→ Problem 1
According to the text on South Africa's negotiations, why do the PAC's boasts about attacks on white farmers not show that it has a different policy from the ANC?
→ Problem 2
Extend the text on South Africa's negotiations past its final sentence.

→ Reading text
▬▬▬▬▬▬▬▬▬▬

What is in store therefore, for the vast majority of the black proletariat is at best being stuck with their present standard of living, but more likely, given the present world recession, much worse.

To add insult to injury, the plans worked out so far in the negotiations are that the same white politicians who enforced apartheid for so long will still be in government to enforce the policies of the "New South Africa" together with the ANC and the other partners in the negotiation.

Surely the township poor did not fight for so long only for the dubious privilege of being exploited in the same way but by a multi-racial capitalist class! But whether there yet exists a significant layer of the black proletariat that has misgivings in this respect, is difficult to say. So far there is no sign of this.

Not that there is no discontent against the ANC leaderhip in the black townships. On the contrary, very conspicuous signs were evident in the recent explosion of anger that flooded the streets of the main towns of South Africa in April, after the murder of Chris Hani. Slogans like «One Boer, one bullet », placards saying «Mandela released three years ago; South Africa still not free » were chanted or displayed across the country. Leading figures of the ANC and SACP, including Mandela, Slovo and Ramaphosa, were booed by packed meetings when they condemned the youth who were setting up barricades and having running battles with the cops at the same time in the streets.

But, so far, the signs of discontent only indicate that some are blaming the ANC leadership for not being tough enough with the police and the government or are becoming impatient at the length of the negotiating process. There is no indication of any questioning of the negotiating process itself, or of the nature of the future South Africa as it is planned by the nationalists.

Of course there are political trends in what used to be the anti-apartheid movement which present themselves as opponents to the ANC. The only sizeable one seems to be the Pan African Congress. But although it is obviously trying to capitalise on the impatience of the youth in particular, in order to boost its support, the PAC does not offer a policy which is different from that of the ANC. Its main reason for being opposed to the ANC is that it is not strong enough to compete with it in the negotiating process. The fact that the PAC, boasts of having organised a few attacks against white farmers in remote areas of the country does not indicate in itself a different policy. It only indicates that the PAC feels it needs to carry on such token actions in order to build support. In fact, if anything, by its repeated spectacular walkouts from the negotiations, the PAC is never quite in it but never quite out of it either.

▬▬▬▬▬▬▬▬▬▬

→ Referring expression pointing data
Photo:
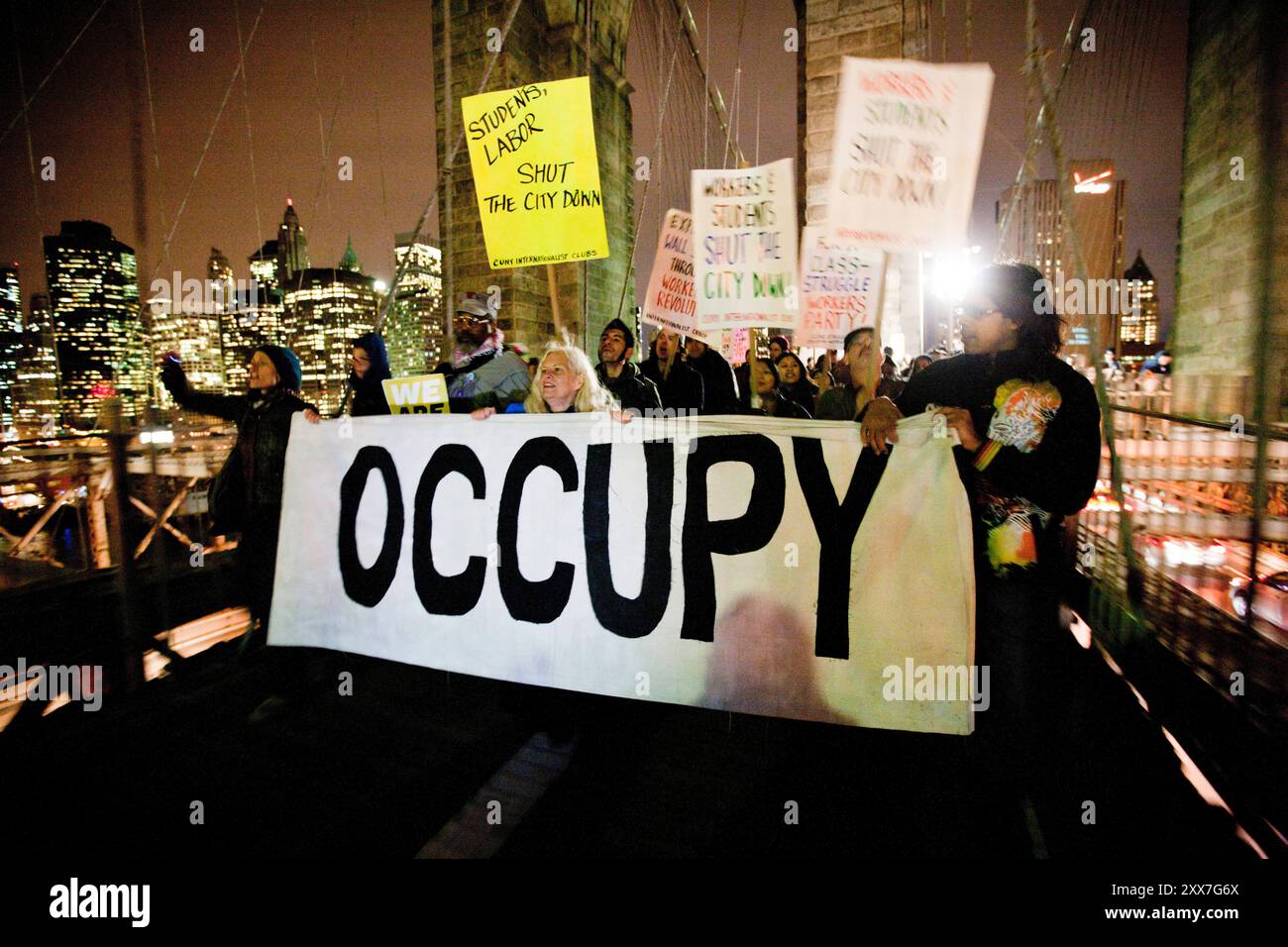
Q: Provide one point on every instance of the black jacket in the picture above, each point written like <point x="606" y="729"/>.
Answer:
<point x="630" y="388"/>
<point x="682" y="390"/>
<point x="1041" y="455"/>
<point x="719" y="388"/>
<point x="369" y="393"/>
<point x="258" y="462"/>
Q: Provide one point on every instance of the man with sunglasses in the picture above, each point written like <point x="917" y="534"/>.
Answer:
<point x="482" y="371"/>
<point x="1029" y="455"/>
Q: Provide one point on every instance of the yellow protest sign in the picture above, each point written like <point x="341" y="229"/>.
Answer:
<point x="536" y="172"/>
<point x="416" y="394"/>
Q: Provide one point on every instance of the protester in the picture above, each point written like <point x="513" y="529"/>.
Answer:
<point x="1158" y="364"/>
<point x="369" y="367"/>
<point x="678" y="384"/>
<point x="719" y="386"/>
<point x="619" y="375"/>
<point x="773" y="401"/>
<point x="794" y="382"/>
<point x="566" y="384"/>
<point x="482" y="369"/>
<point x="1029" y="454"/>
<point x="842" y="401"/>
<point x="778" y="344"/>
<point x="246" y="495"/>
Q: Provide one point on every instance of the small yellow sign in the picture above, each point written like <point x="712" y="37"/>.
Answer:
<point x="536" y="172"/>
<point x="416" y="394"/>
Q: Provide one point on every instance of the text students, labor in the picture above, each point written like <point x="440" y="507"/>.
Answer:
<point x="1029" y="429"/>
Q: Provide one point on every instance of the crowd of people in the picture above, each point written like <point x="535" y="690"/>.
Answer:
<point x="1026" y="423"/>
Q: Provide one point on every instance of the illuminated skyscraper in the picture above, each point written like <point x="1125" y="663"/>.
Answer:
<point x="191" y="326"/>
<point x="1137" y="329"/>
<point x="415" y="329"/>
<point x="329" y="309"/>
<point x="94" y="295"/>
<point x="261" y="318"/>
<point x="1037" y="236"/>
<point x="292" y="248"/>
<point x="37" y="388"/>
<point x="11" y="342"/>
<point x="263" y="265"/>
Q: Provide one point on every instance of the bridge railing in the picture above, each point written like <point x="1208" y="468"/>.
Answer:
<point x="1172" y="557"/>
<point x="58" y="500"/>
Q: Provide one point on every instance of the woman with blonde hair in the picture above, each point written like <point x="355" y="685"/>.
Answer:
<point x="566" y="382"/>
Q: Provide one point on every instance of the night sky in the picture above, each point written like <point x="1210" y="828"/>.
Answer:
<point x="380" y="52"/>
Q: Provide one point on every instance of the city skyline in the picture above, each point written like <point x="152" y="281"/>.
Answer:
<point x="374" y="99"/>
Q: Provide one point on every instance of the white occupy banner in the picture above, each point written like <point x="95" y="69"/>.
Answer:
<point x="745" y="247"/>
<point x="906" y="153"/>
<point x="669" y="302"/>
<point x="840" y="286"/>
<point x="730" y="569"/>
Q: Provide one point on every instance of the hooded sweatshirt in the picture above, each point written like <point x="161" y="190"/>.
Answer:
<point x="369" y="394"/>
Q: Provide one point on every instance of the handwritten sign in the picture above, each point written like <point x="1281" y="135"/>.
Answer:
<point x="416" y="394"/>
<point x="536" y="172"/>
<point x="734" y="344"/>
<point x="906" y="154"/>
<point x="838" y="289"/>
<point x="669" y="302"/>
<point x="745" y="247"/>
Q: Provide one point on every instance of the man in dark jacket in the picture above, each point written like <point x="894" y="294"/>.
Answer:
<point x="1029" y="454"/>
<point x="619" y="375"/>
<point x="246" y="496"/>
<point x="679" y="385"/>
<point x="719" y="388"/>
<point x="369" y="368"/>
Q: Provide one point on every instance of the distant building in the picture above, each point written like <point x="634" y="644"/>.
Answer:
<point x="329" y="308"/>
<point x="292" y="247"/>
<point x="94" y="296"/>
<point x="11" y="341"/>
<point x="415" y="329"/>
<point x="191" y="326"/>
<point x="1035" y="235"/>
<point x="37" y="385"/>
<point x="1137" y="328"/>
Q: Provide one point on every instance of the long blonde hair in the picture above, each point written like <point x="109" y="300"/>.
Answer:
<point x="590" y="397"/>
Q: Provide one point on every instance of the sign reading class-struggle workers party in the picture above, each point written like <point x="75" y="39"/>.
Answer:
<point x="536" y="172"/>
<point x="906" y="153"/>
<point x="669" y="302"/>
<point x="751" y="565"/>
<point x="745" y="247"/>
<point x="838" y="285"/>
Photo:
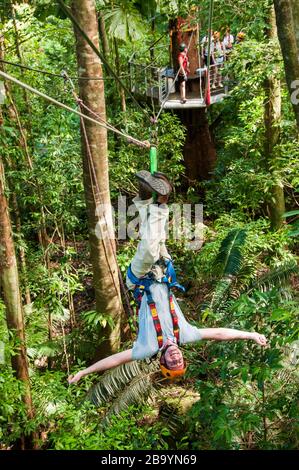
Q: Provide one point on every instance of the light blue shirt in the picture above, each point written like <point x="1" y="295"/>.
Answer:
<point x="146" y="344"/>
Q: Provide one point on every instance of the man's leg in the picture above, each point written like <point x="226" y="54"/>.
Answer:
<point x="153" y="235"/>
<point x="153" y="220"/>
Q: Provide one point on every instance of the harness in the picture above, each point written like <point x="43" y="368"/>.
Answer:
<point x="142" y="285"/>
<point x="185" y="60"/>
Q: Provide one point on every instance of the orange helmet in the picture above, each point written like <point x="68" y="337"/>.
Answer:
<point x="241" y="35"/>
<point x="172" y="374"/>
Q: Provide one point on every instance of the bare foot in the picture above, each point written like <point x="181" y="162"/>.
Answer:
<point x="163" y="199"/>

▬▬▬▬▬▬▬▬▬▬

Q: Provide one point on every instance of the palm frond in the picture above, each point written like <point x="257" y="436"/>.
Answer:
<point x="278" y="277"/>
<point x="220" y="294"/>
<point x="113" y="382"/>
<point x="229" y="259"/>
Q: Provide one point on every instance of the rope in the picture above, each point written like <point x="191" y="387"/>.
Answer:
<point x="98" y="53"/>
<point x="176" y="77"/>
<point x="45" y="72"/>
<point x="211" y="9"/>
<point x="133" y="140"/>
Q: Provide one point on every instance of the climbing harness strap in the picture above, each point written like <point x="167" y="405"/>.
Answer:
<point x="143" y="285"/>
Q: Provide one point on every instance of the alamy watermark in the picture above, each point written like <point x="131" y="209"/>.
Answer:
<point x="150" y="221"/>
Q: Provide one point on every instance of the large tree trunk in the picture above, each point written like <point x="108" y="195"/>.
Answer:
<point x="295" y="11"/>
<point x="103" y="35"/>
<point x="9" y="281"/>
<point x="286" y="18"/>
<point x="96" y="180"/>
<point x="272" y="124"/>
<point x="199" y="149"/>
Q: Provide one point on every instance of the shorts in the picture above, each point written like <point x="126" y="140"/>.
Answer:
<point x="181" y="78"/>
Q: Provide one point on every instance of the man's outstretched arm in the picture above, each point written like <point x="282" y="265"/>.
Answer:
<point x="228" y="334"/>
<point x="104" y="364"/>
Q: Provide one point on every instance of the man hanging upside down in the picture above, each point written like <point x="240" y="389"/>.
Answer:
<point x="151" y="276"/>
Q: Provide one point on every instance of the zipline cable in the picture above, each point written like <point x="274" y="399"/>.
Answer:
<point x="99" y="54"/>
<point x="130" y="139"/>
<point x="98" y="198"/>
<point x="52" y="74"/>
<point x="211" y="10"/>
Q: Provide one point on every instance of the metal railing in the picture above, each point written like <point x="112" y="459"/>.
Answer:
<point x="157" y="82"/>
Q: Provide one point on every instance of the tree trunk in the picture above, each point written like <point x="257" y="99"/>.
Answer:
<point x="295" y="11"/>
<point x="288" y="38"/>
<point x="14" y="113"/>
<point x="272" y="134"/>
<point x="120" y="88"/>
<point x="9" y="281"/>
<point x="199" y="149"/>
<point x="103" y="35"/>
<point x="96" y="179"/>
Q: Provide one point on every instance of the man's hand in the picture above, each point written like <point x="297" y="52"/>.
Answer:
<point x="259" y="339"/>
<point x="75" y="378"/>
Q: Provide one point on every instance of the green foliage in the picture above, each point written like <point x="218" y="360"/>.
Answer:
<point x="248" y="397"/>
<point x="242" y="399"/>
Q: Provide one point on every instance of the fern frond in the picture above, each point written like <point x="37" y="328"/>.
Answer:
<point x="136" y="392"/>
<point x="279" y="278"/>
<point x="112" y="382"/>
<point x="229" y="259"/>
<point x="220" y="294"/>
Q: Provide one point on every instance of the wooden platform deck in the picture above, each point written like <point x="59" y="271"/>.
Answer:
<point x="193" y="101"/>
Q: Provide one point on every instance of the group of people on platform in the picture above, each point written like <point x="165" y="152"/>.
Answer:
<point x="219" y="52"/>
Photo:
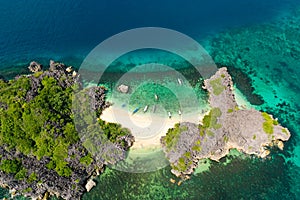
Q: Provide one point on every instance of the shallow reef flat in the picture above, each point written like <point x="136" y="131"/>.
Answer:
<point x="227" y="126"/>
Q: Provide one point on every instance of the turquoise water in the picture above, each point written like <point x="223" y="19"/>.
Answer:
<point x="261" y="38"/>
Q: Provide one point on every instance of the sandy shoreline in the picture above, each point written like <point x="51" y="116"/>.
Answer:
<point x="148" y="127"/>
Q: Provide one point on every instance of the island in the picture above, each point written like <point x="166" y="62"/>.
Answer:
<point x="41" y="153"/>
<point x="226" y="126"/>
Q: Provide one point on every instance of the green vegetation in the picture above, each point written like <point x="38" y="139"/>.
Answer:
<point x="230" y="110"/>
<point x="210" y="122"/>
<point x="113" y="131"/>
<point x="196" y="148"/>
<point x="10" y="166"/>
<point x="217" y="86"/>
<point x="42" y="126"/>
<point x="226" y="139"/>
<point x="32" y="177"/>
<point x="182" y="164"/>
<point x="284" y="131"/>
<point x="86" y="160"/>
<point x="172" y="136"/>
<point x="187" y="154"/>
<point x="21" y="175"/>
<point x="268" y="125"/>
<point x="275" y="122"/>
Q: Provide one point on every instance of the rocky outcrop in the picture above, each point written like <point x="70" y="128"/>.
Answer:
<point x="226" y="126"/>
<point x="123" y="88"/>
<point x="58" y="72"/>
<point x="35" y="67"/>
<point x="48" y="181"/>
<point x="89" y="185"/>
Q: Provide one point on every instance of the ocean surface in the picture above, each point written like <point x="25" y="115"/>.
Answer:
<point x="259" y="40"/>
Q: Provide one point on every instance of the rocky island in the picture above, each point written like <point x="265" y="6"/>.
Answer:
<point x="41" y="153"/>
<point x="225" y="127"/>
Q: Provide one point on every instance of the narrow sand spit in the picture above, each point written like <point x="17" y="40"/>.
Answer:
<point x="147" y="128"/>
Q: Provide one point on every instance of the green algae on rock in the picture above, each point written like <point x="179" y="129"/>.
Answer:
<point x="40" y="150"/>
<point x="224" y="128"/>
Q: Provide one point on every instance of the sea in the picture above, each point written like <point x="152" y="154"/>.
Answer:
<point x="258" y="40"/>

▬▬▬▬▬▬▬▬▬▬

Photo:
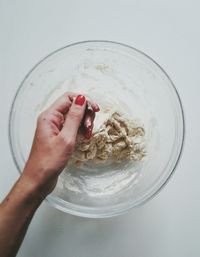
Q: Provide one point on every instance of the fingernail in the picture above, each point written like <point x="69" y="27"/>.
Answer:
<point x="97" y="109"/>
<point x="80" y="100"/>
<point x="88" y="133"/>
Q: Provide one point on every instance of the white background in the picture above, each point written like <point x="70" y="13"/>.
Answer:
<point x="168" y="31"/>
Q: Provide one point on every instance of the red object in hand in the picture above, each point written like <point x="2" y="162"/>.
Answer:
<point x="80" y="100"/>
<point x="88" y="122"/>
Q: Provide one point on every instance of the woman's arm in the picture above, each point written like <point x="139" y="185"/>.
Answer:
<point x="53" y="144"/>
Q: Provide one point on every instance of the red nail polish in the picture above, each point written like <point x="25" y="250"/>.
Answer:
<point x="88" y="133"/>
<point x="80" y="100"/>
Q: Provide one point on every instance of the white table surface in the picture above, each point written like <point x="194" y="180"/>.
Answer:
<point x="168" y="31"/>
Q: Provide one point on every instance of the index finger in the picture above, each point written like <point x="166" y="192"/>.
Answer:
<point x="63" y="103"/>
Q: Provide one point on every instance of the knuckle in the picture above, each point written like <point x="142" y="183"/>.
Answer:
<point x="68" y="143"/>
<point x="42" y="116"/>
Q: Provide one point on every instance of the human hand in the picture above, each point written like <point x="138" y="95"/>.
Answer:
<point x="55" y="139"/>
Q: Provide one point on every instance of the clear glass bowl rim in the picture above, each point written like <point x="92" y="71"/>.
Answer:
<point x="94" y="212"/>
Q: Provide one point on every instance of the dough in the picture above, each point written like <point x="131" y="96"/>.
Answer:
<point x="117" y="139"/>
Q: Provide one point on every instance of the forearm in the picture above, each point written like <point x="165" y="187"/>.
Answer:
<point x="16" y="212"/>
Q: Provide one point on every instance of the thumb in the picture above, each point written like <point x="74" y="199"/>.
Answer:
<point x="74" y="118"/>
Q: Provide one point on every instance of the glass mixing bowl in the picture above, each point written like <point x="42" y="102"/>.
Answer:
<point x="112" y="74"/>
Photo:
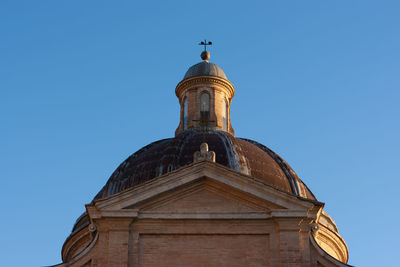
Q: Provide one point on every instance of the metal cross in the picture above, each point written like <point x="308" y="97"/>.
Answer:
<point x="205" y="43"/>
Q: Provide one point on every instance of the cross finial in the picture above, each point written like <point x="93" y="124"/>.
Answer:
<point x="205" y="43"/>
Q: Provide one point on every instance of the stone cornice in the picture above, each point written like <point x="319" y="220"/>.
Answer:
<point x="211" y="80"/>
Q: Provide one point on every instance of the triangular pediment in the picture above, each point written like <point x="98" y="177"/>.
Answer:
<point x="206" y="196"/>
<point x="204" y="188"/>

▬▬▬▬▬▬▬▬▬▬

→ Written reply 1
Those attacks only show that the PAC feels it must carry out such token actions to build support. Its policy is no different from the ANC's.

→ Written reply 2
For the time being therefore, there is no indication that a different policy from that of the ANC is being proposed to the black proletariat and has any support in its ranks. At this point, and despite the already lengthy negotiations and the agenda which is already set, it is very likely that the transition phase to the new regime, has far to go still. And the explosion of anger which set alight the townships for a few days in April, together with the frustration against the ANC which was visible on that occasion, show that the ANC leadership may experience some future difficulties in the implementation of its plans. In any case it certainly shows that there is still a significant explosive power in the townships, certainly strong enough to upset whatever plans are made by the politicians.

This explosive power could be used by the black proletariat to shape its future differently. It could again become a decisive weapon in their hands, just as it was against the apartheid regime. But this will only happen if the black proletariat uses this weapon to challenge the social set-up of society, if it undertakes consciously to fight against the exploiters, white and black, who plan to maintain that other kind of apartheid which is created by capitalist exploitation. If the black proletariat is to make any lasting gains from its fight against apartheid, it will have to take up the fight once more, but this time for a social revolution.